■ AIM OF THE EXERCISE ■
As soon as the line containing "of the blurred" appears, copy it and every following line word for word until the records end.

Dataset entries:
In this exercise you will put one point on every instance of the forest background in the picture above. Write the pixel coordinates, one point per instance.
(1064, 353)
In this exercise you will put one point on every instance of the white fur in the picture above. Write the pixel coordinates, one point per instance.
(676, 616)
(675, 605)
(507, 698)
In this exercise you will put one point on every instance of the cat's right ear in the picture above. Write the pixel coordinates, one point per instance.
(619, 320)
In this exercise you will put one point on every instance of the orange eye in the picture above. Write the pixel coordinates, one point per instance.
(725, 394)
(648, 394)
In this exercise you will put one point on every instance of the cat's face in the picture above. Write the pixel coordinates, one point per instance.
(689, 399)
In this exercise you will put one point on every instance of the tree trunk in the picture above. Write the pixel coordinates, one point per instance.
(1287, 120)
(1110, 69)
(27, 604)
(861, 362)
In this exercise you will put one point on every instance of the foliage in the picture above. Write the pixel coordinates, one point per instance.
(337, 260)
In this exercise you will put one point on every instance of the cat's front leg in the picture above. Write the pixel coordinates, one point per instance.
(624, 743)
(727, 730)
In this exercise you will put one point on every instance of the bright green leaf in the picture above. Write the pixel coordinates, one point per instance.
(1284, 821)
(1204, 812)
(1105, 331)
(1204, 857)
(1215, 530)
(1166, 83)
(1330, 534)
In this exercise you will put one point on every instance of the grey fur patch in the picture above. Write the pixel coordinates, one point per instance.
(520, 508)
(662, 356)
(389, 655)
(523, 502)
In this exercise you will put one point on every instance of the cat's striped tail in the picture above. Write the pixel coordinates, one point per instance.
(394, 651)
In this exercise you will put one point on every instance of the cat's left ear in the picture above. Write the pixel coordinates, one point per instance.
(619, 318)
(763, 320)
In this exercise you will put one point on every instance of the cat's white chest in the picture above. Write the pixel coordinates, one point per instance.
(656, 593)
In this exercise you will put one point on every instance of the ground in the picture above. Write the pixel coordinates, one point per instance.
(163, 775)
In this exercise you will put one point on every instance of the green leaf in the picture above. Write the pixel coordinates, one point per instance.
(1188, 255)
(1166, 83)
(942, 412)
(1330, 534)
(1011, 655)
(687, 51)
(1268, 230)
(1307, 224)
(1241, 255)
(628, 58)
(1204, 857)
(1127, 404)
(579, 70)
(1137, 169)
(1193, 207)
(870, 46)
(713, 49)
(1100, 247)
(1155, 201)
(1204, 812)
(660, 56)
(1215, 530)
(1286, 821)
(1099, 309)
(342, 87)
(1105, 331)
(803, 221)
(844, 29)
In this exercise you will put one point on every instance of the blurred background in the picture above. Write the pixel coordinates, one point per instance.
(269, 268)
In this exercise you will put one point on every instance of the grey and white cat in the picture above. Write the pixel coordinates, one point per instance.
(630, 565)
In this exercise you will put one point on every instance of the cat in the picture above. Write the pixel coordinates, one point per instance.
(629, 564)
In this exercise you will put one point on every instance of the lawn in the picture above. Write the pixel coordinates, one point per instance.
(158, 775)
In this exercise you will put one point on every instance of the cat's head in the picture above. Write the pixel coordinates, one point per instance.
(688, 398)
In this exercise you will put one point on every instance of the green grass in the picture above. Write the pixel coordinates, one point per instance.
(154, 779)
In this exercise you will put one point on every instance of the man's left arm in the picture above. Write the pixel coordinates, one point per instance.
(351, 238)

■ RESPONSE AREA ■
In this exercise you will put one point on every instance of the blurred background in the picture above. Write the pixel coordinates, one point per instance.
(269, 268)
In this exercise you will put one point on every instance of the grey and white cat in the picture above. Write the pixel coordinates, one point per instance.
(630, 565)
In this exercise you will put one point on every instance of the cat in the picture above. Write the pixel coordinates, one point per instance.
(629, 564)
In this exercise you will put one point on every instance of the lawn in the picture above. Write the pixel coordinates, one point per instance.
(158, 775)
In this exercise you will put one point on every instance of the cat's head in the picture above. Write the pixel coordinates, one point per instance.
(688, 398)
In this exercise you will put one point on every instance of the green grass in the picture above. Write the pixel coordinates, one point per instance.
(154, 779)
In this exercise you will put one point on every instance of the man's left arm in the picture above. Write the pixel coordinates, one point per instance.
(351, 238)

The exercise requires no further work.